§ YOUR OBJECTIVE:
Please filter the records below and copy every line that contains the string "locomotive". Case counts, so match it with the same capitalization.
--- begin EXTRACTED MATERIAL ---
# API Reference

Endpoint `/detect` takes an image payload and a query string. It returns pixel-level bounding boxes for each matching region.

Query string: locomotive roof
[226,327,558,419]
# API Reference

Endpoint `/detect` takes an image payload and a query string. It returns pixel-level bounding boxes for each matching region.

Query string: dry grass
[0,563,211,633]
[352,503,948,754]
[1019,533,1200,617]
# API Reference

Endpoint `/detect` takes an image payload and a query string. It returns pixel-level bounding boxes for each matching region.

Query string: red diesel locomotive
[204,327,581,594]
--- end EXTRACTED MATERIAL ---
--- begin EXTRACTED MATERIAL ---
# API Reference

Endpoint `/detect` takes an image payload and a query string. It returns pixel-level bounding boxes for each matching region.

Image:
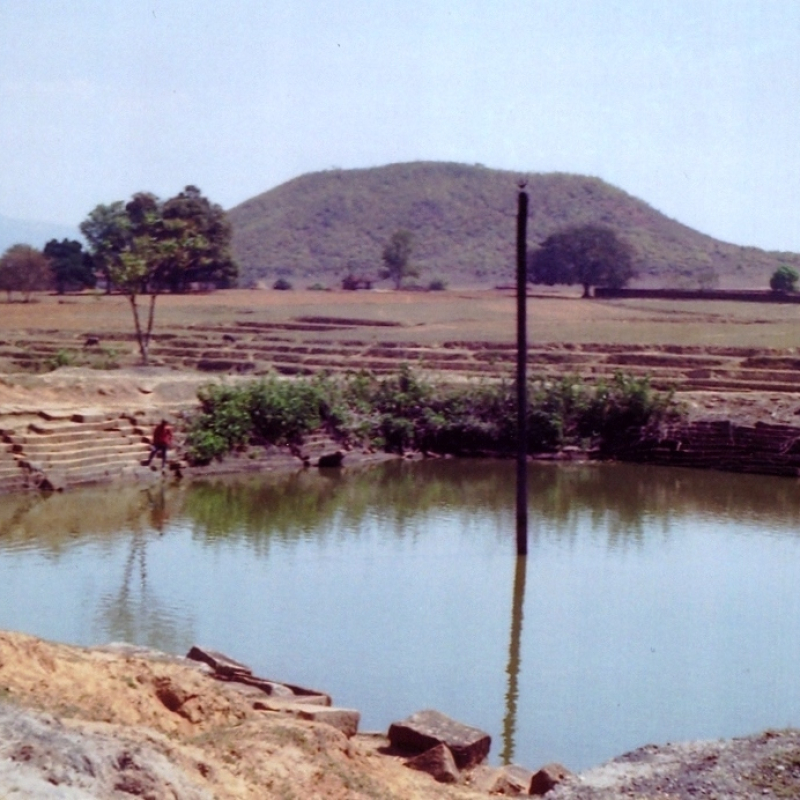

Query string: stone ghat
--- end EXTRACTED MATERIAL ---
§ RESPONSE:
Query string: locomotive roof
Query string: red diesel locomotive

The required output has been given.